The required output is the lines below from the line containing "Could you point to the necklace" to the line containing "Could you point to the gray", inclusive, retyped exactly. No other lines belong in it.

### Supplied records

┏━━

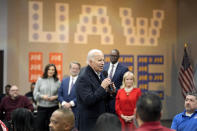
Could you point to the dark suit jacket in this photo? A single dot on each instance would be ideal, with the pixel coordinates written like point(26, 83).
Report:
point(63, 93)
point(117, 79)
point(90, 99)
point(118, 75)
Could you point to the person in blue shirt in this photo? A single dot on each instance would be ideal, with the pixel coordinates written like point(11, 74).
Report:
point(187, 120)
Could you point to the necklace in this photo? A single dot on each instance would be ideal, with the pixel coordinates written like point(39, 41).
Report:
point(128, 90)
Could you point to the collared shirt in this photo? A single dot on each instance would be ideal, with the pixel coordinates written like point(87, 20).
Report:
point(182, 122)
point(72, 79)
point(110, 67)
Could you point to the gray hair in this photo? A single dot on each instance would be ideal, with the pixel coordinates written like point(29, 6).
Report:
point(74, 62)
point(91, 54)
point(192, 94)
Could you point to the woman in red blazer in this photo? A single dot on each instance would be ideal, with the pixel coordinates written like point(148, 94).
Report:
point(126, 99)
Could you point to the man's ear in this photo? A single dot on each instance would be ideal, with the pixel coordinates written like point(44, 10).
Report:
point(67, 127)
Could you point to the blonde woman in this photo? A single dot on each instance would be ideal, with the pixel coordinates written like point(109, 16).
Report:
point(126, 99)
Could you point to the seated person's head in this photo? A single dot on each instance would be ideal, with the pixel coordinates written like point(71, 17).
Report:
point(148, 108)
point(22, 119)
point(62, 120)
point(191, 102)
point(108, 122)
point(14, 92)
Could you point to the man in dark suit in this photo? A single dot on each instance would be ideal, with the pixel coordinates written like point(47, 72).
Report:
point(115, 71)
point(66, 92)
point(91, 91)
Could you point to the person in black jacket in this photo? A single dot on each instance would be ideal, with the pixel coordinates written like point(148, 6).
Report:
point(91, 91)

┗━━
┏━━

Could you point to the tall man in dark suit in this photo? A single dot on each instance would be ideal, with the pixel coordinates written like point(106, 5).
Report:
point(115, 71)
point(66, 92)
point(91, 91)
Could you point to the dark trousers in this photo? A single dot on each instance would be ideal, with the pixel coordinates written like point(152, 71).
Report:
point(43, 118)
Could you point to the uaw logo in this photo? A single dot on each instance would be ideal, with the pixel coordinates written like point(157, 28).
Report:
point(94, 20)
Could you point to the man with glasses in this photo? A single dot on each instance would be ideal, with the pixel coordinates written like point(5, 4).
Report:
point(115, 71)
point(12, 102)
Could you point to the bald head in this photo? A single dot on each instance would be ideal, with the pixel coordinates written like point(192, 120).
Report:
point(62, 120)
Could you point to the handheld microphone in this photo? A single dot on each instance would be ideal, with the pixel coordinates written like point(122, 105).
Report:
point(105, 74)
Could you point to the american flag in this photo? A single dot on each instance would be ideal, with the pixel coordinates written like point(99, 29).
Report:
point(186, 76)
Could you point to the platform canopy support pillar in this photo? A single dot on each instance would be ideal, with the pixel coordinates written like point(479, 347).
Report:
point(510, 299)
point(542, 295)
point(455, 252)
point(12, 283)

┗━━

### Answer to this problem
Could you point to the necklace in this photo? A single dot on each instance would be ideal, with the pixel coordinates written like point(39, 41).
Report:
point(128, 90)
Could you point to the collared shirt in this photo? A single dot on each instance would be ideal, with the pixel coordinates written like point(87, 20).
Report:
point(182, 122)
point(72, 79)
point(110, 67)
Could you point to the gray hair in this photo? A single dot on each instance would be ideal, with the pixel coordinates written like point(29, 6).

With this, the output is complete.